_Work required_.
Extract every line of the records below that contains the string "brown". Treat the match as case-sensitive.

>> Start Records for this exercise

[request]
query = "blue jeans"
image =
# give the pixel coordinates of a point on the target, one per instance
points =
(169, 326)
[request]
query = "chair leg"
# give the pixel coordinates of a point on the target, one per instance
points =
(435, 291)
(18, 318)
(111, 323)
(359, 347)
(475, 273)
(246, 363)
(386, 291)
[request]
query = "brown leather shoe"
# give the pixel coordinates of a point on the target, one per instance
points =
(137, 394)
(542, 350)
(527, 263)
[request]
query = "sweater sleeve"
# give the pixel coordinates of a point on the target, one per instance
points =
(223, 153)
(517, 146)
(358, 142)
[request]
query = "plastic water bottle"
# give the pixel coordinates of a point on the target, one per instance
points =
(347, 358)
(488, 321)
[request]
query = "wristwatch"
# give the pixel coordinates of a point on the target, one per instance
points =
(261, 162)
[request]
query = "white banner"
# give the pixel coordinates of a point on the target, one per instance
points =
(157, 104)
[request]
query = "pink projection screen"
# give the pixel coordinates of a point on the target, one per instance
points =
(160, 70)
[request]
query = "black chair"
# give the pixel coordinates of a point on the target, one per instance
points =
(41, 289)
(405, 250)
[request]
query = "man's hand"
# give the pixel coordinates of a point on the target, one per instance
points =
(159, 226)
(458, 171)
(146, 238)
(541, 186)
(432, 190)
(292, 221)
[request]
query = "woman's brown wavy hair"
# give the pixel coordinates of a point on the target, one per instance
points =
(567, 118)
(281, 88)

>> End Records for this exercise
>> Start Records for this exercise

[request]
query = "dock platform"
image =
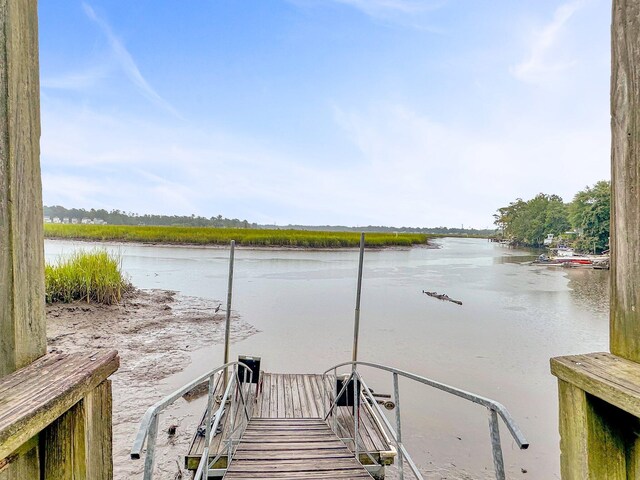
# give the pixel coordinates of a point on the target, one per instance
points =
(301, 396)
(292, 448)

>> End Records for this exercise
>> Start Records for this exercise

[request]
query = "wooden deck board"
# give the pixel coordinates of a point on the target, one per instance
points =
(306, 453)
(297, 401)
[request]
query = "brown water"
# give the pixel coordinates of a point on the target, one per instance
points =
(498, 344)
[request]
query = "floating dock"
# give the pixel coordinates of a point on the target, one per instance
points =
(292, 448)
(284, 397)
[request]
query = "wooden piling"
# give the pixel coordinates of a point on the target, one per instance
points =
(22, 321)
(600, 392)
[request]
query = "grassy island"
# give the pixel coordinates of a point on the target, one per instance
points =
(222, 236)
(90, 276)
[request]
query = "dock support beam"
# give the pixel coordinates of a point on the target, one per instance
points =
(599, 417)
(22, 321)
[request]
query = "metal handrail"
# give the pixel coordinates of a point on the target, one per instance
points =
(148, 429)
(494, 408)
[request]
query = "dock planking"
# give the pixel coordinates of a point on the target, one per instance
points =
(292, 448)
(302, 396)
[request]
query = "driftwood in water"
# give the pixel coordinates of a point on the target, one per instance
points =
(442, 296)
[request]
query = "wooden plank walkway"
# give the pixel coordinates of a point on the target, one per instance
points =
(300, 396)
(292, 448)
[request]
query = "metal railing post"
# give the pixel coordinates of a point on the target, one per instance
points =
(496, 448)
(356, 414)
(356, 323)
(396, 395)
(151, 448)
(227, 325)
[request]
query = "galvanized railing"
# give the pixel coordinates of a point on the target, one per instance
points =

>> End Records for this exercise

_Task answer_.
query = "brown leather shoe"
query = "woman's brown wavy hair"
query = "brown water"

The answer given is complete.